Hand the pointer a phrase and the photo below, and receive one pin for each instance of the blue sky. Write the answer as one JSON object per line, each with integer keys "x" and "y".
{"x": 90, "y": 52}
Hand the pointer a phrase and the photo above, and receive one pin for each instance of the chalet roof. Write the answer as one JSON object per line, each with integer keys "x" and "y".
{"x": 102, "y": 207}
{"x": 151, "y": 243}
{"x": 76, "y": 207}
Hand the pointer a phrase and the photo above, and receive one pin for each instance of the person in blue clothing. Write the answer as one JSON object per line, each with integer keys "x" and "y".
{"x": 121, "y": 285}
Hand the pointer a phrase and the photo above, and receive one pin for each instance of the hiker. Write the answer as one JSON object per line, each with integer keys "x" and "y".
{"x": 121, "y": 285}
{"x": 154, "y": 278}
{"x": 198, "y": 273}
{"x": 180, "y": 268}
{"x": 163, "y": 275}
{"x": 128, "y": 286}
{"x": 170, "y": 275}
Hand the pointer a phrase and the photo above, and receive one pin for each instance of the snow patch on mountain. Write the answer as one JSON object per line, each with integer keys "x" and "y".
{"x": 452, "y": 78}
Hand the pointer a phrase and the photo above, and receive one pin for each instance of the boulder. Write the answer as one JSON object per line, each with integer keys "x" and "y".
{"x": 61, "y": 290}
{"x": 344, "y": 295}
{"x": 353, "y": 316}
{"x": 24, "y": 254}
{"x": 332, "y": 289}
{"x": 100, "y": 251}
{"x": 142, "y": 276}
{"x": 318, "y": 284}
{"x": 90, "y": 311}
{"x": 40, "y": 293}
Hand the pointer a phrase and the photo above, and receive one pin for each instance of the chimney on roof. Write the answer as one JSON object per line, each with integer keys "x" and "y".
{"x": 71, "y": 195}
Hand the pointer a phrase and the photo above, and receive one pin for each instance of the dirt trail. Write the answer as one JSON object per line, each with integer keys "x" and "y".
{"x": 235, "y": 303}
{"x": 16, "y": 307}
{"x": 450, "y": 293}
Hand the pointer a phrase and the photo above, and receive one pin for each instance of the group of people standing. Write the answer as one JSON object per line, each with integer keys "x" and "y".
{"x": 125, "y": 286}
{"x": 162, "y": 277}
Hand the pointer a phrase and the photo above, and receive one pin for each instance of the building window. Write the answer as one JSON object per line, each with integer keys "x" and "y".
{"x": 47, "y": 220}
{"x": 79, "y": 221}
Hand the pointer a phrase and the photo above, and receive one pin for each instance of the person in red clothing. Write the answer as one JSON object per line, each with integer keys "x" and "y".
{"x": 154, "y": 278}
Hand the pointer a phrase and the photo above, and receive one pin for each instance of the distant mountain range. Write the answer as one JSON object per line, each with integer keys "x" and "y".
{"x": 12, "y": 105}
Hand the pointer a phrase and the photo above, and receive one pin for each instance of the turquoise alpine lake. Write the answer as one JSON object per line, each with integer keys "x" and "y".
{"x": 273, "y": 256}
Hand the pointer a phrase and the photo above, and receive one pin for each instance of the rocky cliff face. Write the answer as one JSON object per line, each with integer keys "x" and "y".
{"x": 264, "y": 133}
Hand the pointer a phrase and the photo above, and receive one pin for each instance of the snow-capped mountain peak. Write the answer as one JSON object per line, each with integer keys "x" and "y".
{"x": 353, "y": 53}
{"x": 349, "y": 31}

-- Written request --
What needs duplicating is the run of lines from the one containing "of the group" through the last line of the entries above, exact and complete.

-- Exercise answer --
Hand the pointer a phrase and the photo above, and receive one pin for each instance of the group of people standing. Write the answer as one JSON object per line, each with integer keys "x" and "y".
{"x": 125, "y": 286}
{"x": 162, "y": 277}
Hand the pointer a phrase and the photo above, and receive one pin for each instance of the building window. Write the answer as one JSON object per line, each with integer keys "x" and "y".
{"x": 47, "y": 220}
{"x": 79, "y": 221}
Hand the pointer a phrase and the photo above, and receive one pin for each instance of the person in red clothing. Write the answer as one JSON object per line, each with integer keys "x" and "y".
{"x": 154, "y": 278}
Hand the pointer a phrase and the photo above, and receive one pin for each instance of the distant mountain range. Write the answer as one JSON object per line, each with integer keys "x" and "y".
{"x": 12, "y": 105}
Hand the pointer a phrase and the photo above, and receive one pin for each instance of the turquoise alpine lake. Write the answer as one JSON object per line, each with integer keys "x" and "y".
{"x": 273, "y": 256}
Hand the pointer a phrase and the photo above, and receive one pin for each instance of the rocky cliff face. Write the answer as one JSON object per line, each with integer keys "x" and "y".
{"x": 264, "y": 133}
Hand the pointer a phrase and the photo above, and receive one pin for each instance of the snow-capped mountain peak. Write the answer as one JSON object per line, each with integer keys "x" and "y".
{"x": 353, "y": 53}
{"x": 349, "y": 31}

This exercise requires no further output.